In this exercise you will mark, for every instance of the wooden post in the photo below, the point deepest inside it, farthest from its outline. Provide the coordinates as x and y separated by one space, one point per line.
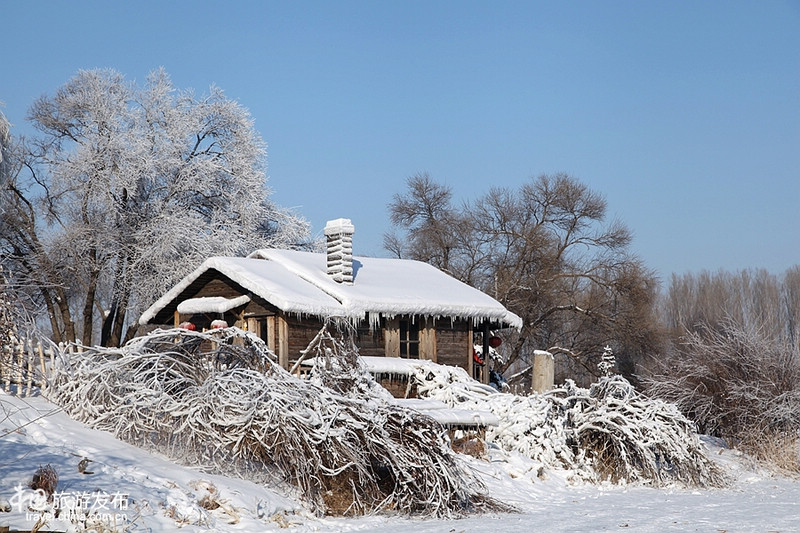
40 349
282 340
427 340
392 337
20 362
543 371
8 356
29 366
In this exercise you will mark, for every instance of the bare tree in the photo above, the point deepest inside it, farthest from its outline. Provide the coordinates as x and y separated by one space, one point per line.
546 252
126 190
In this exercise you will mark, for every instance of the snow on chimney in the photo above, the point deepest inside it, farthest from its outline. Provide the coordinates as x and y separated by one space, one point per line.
339 236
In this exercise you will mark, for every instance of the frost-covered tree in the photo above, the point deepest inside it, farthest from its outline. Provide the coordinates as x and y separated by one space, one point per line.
127 188
546 251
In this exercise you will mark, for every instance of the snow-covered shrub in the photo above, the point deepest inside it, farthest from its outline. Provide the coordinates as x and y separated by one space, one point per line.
736 382
605 432
218 399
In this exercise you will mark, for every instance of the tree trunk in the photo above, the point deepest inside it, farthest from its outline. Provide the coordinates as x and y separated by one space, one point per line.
88 307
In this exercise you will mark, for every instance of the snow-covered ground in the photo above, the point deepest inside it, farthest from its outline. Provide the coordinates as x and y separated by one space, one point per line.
145 492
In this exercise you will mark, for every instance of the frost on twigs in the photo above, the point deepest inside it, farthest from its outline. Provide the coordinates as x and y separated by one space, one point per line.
606 432
218 399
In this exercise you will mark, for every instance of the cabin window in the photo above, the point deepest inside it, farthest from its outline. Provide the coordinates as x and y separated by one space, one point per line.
409 339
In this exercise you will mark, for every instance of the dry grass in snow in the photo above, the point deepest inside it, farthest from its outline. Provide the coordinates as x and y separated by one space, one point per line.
218 399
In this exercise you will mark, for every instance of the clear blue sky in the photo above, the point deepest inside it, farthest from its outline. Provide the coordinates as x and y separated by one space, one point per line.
685 115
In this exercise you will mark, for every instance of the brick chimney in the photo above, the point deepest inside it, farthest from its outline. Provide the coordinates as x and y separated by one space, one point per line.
339 237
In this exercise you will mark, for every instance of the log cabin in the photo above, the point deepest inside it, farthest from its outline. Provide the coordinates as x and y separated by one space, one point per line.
399 308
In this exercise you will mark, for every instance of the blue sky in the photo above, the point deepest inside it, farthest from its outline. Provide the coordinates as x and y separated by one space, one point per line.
685 115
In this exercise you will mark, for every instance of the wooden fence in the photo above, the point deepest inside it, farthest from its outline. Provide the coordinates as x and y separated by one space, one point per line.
25 365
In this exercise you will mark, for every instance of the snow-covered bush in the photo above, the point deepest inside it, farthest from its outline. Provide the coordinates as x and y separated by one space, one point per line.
739 383
605 432
218 399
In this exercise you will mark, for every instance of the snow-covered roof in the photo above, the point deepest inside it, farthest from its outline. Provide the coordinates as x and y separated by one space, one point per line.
211 304
297 282
393 287
267 279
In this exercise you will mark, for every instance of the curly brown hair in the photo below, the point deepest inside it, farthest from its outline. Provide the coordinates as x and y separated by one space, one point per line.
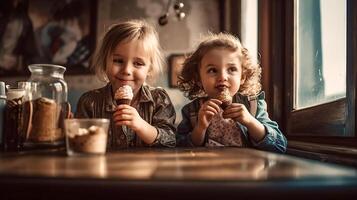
189 79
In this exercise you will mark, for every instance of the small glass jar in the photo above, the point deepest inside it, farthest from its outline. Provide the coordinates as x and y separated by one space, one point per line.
44 113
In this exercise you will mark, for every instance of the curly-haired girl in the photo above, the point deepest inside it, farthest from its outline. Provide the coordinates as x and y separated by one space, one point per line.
223 81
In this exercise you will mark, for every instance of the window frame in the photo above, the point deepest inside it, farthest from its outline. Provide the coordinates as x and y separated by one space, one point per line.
276 44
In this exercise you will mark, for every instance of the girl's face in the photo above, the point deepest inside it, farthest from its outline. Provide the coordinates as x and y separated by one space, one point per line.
129 64
220 68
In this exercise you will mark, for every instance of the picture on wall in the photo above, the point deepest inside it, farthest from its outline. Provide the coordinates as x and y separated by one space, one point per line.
46 31
175 63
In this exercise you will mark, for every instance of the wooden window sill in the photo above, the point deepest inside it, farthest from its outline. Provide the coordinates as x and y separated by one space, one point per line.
324 152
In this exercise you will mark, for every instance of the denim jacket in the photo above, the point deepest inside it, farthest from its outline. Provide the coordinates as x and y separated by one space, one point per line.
155 107
274 140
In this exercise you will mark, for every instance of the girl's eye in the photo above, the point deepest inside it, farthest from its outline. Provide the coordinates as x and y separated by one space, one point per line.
232 69
118 61
139 64
211 70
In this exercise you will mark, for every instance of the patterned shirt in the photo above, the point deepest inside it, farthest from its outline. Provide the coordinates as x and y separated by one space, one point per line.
154 106
274 140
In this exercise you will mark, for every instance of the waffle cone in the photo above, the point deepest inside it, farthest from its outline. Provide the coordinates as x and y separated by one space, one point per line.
123 101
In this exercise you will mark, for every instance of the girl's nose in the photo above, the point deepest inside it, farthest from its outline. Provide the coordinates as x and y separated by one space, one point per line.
223 76
127 69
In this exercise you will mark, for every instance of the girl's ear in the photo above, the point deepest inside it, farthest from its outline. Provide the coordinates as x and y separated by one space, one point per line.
242 79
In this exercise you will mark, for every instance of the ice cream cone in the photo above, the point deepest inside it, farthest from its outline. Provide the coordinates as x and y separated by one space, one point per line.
123 95
225 97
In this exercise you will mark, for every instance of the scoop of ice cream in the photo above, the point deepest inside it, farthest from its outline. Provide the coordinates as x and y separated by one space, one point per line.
124 92
225 97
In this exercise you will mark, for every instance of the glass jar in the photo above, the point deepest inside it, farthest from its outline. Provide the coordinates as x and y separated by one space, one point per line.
44 113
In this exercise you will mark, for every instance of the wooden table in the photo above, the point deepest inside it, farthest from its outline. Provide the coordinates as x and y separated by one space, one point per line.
197 173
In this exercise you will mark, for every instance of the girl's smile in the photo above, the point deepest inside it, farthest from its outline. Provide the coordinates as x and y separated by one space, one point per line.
220 68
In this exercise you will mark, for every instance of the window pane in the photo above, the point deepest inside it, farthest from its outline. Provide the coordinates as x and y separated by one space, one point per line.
249 29
320 51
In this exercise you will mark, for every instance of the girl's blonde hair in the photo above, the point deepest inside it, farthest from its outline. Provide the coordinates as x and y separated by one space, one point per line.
125 32
189 79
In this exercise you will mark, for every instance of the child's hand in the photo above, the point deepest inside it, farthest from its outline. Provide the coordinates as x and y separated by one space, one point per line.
238 112
129 116
207 111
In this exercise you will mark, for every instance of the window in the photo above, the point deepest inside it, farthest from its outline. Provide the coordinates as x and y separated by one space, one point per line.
311 67
319 51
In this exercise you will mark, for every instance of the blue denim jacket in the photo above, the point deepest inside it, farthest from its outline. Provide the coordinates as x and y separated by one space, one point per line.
274 140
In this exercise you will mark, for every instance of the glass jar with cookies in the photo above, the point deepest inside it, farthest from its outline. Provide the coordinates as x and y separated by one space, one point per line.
44 113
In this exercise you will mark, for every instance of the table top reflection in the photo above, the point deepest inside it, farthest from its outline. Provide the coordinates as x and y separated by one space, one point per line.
234 164
209 169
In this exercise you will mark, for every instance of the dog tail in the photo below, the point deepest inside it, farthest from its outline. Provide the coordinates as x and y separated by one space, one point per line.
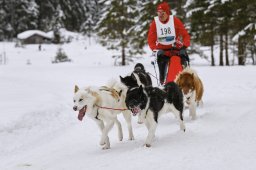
139 66
174 95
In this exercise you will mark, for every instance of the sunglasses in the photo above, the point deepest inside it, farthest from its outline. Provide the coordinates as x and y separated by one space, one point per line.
161 12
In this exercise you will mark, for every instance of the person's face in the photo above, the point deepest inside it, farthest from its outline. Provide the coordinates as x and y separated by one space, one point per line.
162 15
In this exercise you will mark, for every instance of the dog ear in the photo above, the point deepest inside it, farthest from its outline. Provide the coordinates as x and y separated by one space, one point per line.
121 79
76 88
140 89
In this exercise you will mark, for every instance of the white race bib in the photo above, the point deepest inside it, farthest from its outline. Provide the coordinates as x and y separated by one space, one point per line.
165 32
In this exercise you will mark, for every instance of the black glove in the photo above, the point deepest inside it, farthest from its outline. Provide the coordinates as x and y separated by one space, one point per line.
183 52
184 56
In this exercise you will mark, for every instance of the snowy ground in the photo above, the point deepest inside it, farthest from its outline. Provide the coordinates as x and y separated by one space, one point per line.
40 131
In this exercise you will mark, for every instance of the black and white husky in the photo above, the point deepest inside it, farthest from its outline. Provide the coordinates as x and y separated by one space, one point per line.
152 102
138 77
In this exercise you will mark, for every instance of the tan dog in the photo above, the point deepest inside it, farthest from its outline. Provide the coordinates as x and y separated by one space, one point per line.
192 89
102 105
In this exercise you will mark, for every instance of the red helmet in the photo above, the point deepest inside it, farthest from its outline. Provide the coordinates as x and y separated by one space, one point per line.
165 7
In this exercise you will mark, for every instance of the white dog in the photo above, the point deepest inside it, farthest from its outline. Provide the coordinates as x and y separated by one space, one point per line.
102 105
192 89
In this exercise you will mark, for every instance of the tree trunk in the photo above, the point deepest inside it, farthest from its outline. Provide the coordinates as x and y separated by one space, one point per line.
226 49
241 55
212 55
221 50
123 55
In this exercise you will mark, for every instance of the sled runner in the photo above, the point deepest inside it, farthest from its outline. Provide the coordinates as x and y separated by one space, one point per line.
163 58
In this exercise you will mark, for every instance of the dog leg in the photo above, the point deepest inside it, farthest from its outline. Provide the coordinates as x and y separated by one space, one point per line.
151 125
108 126
140 119
119 129
107 144
192 110
100 124
179 116
127 117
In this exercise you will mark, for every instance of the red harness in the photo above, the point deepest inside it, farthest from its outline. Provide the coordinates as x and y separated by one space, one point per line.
109 108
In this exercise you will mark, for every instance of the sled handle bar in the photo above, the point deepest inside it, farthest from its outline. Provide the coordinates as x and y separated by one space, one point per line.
171 49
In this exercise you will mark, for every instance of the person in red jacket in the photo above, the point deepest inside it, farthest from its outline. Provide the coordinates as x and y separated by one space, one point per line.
166 31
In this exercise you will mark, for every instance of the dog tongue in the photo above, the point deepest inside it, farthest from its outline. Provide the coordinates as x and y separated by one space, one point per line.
81 113
135 111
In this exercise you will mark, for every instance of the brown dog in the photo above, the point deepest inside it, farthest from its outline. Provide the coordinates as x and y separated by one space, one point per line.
192 89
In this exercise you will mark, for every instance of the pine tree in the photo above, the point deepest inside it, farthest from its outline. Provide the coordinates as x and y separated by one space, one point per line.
115 27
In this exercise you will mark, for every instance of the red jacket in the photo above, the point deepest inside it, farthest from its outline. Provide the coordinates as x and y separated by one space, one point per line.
179 30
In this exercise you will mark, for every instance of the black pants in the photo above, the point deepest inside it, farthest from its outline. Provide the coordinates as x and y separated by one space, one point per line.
162 62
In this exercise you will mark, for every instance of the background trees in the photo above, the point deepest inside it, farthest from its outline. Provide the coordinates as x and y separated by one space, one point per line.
123 25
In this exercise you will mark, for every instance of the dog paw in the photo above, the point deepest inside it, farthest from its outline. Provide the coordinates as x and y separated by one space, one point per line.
182 128
140 122
102 142
120 138
147 145
105 147
131 138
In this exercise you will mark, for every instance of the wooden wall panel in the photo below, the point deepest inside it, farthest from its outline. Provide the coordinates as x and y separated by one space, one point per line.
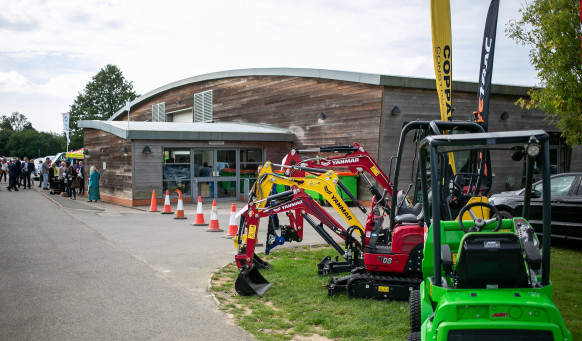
354 112
116 179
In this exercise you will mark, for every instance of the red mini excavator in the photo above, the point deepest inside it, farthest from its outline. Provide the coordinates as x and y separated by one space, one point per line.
393 255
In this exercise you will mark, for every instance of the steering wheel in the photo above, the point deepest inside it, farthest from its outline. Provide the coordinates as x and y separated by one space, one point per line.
457 194
480 223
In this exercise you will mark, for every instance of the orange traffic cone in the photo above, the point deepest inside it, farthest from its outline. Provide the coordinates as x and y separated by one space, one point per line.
180 208
214 220
167 208
199 221
232 228
154 204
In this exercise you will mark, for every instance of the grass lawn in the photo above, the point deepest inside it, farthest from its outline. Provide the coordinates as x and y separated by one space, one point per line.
297 306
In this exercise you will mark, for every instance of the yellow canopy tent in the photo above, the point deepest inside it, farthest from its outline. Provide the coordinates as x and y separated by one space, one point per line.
76 154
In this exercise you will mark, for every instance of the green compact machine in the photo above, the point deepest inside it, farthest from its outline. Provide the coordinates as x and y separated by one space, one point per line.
485 279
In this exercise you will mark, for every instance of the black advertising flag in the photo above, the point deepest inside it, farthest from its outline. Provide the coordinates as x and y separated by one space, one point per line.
486 67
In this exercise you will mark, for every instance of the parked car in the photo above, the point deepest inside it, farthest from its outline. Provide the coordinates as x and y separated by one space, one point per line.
566 189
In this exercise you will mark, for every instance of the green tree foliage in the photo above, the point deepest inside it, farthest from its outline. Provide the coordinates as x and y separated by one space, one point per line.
15 122
102 97
552 29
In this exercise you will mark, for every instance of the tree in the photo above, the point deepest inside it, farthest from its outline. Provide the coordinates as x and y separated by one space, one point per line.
103 96
552 29
15 122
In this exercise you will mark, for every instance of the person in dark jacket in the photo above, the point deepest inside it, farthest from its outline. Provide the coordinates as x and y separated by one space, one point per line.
18 177
27 168
13 174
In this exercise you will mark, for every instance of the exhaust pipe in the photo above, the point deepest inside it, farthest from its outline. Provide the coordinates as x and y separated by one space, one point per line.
250 282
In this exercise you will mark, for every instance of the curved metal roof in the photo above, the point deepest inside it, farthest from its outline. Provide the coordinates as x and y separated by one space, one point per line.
221 131
366 78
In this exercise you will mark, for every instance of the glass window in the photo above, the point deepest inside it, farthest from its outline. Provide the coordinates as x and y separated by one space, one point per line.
203 163
559 186
172 155
177 170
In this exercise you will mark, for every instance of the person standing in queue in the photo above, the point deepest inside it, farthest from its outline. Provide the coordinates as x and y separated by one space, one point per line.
94 177
13 174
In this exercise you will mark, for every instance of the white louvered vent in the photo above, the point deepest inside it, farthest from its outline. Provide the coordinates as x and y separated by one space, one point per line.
159 112
203 106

= = = = =

_BRIEF_. Output only the lines from the one holding "the green tree" through the last line above, exactly as they appear.

_EXERCISE ANSWER_.
In this exercise you will mark, for every instance of the green tree foliage in the photo above, the point deepest inside it, farthest from its outline. Provide the coordinates as x and y separated by one space, one point per line.
15 122
102 97
552 29
In this exercise you will mark, for every instance of the tree in the photo above, the point deepest inside it, farthest from its outline. Provide the coordinates as x and y separated by one space, one point per line.
103 96
552 29
15 122
In this exercise you will mark, for every instance of the person in dark jacket in the photo above, the point deepest inside it, farthest from its outline. Provide the coordinates as x and y separated by one space, one point per line.
18 177
27 168
13 174
In this exercise you will mark, for every instance of the exhaust pipe in the photo above, the point deepest inside it, farthest from its outline. Provide the coordinates as x and y separated by one space, one point per line.
250 282
In this exercise you will mark, for every instance of the curved metal roof in the photo above, the point deepest inside it, farthest from its outline. Provide the coordinates as x and y separated by one space, one point per line.
221 131
366 78
In this exercise you will mark, for every instance of the glass window in the photo above, the point deepest inside it, farthest from its outline. Provide the coordinates as x and y separated by one space, one point per line.
203 163
559 186
172 155
177 170
In this exercise you will mark, for every instance of the person standing in queue in the photo above, the point deepest inside it, farthest from its outline. Provide the coordinates as x and y separated by one space, one point per line.
94 177
13 174
In this exercise you will mark, for every instance of the white louvered vent in the photo above, the point deepest inside it, farthest from its outline. Provide the coordinates as x and y separated by one space, one point per line.
159 112
203 106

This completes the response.